[Your instructions]:
Set out every line of the records below as a numbered list, omitting any blank lines.

[Data lines]:
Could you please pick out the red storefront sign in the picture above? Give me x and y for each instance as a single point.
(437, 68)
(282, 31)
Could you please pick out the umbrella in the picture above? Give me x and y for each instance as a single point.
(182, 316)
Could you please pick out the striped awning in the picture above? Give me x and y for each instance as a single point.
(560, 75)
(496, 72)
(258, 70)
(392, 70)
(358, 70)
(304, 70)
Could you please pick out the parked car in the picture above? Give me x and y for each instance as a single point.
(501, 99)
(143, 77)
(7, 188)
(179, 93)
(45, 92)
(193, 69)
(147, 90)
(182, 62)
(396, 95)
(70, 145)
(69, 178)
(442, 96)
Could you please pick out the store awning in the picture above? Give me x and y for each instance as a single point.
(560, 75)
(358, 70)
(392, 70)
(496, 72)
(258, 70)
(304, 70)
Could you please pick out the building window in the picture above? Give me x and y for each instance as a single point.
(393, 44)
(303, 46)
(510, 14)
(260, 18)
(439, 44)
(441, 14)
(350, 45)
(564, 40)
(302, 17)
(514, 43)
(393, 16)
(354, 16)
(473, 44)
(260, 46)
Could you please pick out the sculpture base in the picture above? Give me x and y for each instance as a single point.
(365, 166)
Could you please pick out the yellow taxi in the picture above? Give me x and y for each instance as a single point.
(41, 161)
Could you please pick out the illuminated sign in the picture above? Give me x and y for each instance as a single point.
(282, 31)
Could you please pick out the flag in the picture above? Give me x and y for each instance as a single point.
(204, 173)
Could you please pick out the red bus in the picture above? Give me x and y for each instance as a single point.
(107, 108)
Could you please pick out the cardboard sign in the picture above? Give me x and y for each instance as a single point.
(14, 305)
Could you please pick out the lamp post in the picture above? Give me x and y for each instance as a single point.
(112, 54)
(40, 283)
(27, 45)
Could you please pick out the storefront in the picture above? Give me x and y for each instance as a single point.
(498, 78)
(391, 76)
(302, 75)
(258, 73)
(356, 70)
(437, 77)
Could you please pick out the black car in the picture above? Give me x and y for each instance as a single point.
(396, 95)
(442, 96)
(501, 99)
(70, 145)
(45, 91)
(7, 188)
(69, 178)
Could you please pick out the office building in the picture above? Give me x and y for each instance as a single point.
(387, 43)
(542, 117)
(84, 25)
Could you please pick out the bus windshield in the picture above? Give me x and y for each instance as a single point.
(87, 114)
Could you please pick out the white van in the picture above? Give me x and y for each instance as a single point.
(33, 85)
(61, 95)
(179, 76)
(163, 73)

[Answer for the task]:
1. Could you please pick out the red storefront sign in the picture above? Give me x and y for each instance as a single point.
2. (437, 68)
3. (282, 31)
4. Could you please pick out the umbrella in the picture above? Give me x and y for each instance as a single point.
5. (182, 316)
6. Could you please pick out the striped awning in the picture above? Give me x and y for each instance as a single point.
7. (560, 75)
8. (496, 72)
9. (258, 70)
10. (392, 70)
11. (358, 70)
12. (304, 70)
13. Could you please pick out the parked car in the picture above? Give me x and y for each instance as a single point.
14. (501, 99)
15. (143, 77)
16. (7, 188)
17. (179, 93)
18. (45, 92)
19. (193, 69)
20. (147, 90)
21. (182, 62)
22. (396, 95)
23. (70, 145)
24. (69, 178)
25. (442, 96)
26. Could you please pick out the store awning in the picture above? Give me x and y for each instance as a single point.
27. (560, 75)
28. (358, 70)
29. (392, 70)
30. (496, 72)
31. (258, 70)
32. (304, 70)
33. Could you please pick out the building window in the picture above? Give me x and y for each instance as a single point.
34. (393, 44)
35. (303, 46)
36. (510, 14)
37. (260, 18)
38. (439, 44)
39. (441, 14)
40. (350, 45)
41. (564, 40)
42. (302, 17)
43. (514, 43)
44. (393, 16)
45. (354, 16)
46. (473, 44)
47. (260, 46)
48. Could you please pick out the sculpture base in the picture above? Give me x and y for each instance as a single point.
49. (365, 166)
50. Could you please pick out the yellow taxi in the picture above? Give me x and y for each instance as a single point.
51. (41, 161)
52. Could you please pick out the illuminated sign in the picture above? Give me x and y for each instance as a single point.
53. (282, 31)
54. Could you please pick out the flag in the picture above? Give me x and y for each instance as a single point.
55. (204, 173)
56. Could you please pick out the red bus in the picture above? Give me x and y for each instance as a single point.
57. (107, 108)
58. Could you please pick out the cardboard sign in the picture above? Give me x and y for each instance as a single point.
59. (14, 305)
60. Could you please pick out the lamp post in the picture above? Give me x and y for each instance as a single point.
61. (112, 54)
62. (40, 283)
63. (27, 45)
64. Could you please pick out the storefront in the picture above? Give me x and y for each instance as a single point.
65. (498, 78)
66. (391, 76)
67. (302, 75)
68. (258, 73)
69. (356, 70)
70. (437, 77)
71. Could you please pick out the black car in the picture above? Give me x and y for each instance as a single point.
72. (396, 95)
73. (442, 96)
74. (501, 99)
75. (70, 145)
76. (45, 91)
77. (7, 188)
78. (69, 178)
79. Could you please pick out the office building in the picture above? Give me x and y for each instance as a single point.
80. (387, 43)
81. (542, 117)
82. (84, 25)
83. Could you please pick out the bus windshield in the picture above? Give me x and y for each instance as a single point.
84. (87, 114)
85. Could you please pick out the white van in the picture above? Give me x and y for each instance as a single point.
86. (33, 85)
87. (61, 95)
88. (179, 76)
89. (163, 73)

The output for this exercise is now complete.